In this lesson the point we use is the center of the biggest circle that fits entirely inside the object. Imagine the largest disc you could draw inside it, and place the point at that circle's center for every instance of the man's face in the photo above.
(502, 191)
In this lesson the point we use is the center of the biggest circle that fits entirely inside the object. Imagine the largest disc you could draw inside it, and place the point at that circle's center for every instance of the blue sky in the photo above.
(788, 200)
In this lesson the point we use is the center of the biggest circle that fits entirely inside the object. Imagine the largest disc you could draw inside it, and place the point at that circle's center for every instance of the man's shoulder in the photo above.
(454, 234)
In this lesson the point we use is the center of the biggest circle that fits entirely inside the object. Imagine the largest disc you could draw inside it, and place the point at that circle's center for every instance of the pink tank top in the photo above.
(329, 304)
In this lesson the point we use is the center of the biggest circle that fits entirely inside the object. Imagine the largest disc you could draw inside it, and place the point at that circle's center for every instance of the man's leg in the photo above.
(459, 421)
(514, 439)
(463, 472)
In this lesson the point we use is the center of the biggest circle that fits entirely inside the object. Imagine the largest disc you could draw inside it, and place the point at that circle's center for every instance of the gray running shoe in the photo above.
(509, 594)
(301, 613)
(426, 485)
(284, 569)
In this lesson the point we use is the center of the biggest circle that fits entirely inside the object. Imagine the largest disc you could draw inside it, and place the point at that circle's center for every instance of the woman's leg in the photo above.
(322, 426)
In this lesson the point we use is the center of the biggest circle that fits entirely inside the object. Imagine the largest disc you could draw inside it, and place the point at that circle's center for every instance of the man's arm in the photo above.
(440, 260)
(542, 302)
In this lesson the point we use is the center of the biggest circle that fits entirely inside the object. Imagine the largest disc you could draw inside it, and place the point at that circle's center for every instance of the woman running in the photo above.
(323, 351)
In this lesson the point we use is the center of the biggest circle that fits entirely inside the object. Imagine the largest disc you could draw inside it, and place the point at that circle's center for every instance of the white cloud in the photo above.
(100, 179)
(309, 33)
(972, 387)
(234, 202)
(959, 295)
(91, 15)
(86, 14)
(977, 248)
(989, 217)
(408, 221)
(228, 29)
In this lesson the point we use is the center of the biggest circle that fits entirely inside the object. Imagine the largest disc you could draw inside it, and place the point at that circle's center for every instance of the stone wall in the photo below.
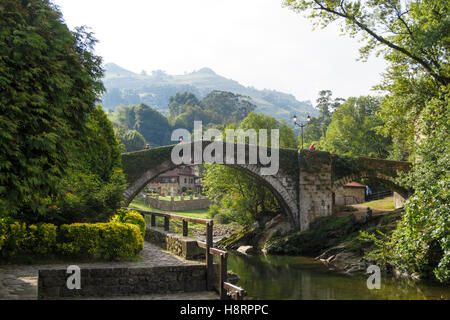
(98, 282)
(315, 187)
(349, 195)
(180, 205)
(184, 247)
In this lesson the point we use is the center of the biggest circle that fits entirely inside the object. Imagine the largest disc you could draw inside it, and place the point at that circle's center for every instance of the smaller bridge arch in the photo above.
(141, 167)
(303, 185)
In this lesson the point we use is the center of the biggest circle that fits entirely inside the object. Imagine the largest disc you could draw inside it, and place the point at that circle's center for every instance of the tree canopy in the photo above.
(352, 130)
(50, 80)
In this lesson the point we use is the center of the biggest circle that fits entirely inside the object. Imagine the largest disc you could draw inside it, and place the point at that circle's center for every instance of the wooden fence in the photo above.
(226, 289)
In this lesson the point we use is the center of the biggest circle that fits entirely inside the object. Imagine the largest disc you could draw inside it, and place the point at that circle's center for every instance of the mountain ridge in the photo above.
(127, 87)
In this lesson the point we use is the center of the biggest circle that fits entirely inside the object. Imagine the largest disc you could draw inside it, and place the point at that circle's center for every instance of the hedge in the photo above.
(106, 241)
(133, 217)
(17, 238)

+++

[Problem]
Leave out the pictures, then return every line of the data exactly.

[Problem solution]
In this lesson the point we use is the center of the biggest circle that fits entirely inside the object. Imagine the largest disc you could draw inside it, and place the point at that circle's center for every instance of the man's face in the photo above.
(502, 191)
In this lesson the point we use is the center of the biggest circle that fits entirely inside the object. Imagine the largest disc you could draw inside it, and place the point at that circle's center for every instance of the blue sky in the photo above.
(788, 200)
In this lesson the point we use is the center of the biggest circle that fits entirely inside the object. Imagine the largest disc you could draw inside it, and place the point at that circle's center for every instance of the man's shoulder in the photo above.
(454, 234)
In this lesson the point we use is the center of the biggest circle that fits entirely inside the object. Imagine the largest disc you could draw inside it, and place the point at that circle's center for every instance of the pink tank top in the photo above.
(329, 304)
In this lesson the point we use is the center of the biggest circle that fits entirely inside the object. Imagine the largest disc you could draw inside it, and place the point at that circle's center for every instance of the man's leg in the photo above.
(459, 421)
(514, 439)
(463, 472)
In this lesson the point we use is the center of the biggest circle that fits entirely inside the object. Imagine the largest disc you could draw inside it, and place the point at that circle's center for every instance of the gray running shoe in the photo above.
(509, 594)
(301, 613)
(426, 485)
(284, 569)
In this lesson the point we use is the center of the biggest circle that fits entirely inside the object. Imagine the largest disc you could draw inside it, and place the point at that circle's center for every instance of the woman's leg in the photo above.
(322, 426)
In this lesson the point we use is the center of the biggest circle that fits entirely inside the object. Imagine the largest disc you could draw inside it, and place the point at that circle's center for every instance of the man's arm in the photo above.
(440, 260)
(542, 302)
In this lesson the point we use is the center of the biggest circle that fits entirely inside the object. Imagine the largest disc you could draw inside it, and place the point at that circle's center for every instance of the woman running in the photo above.
(323, 351)
In this lesson the point we use is the center of the biggest circle that fits entirely inside the object. Imagine the largest disc you could draw inside it, and place the point at that circle's center for every instance of the white cloud in the photo above.
(100, 179)
(309, 33)
(972, 387)
(234, 202)
(959, 295)
(91, 15)
(86, 14)
(977, 248)
(989, 217)
(408, 221)
(228, 29)
In this lesson the point we use is the center of the biggest circle that fits entirely inside the object. Imagine the largest disc you could draw inside it, and place the point at that circle's center for every instance of the stone wall in the photo below.
(98, 282)
(315, 187)
(349, 195)
(180, 205)
(184, 247)
In this lesson the point we use is the center of the biggest circle that fits entirely inside the object. Imagine the largest disc you could draw inside it, and place the point at that circle's center for every instance of the smaller bridge arch in the photo above.
(141, 167)
(303, 185)
In this lesson the point we use is the center of the biggest circle that fits entirely inside the object. Imagine the largest disc you could draw inside it, and place the point at that circle's center for every instance of the tree canopy in the photo above.
(352, 130)
(50, 80)
In this lesson the point we use is the center of the biggest circle that fits entirely inside the object. Imagine the largest disc you could draw inside it, and place the point at that circle's center for every instance of the wooden fence in the photo above.
(226, 289)
In this lesson the point we use is the center of the biggest circle that fits entirely inside the object. Imagine the largest disc you could draw inside it, and place the point at that circle's center for every instance of the mountain ridge in the photo above.
(127, 87)
In this lesson the point we use is the center of the biggest circle that fits entirely inside the object. Imagine the largest disc you could draw inside it, and place the point at that circle's center for every instance of the hedge in the photo above.
(106, 241)
(133, 217)
(17, 238)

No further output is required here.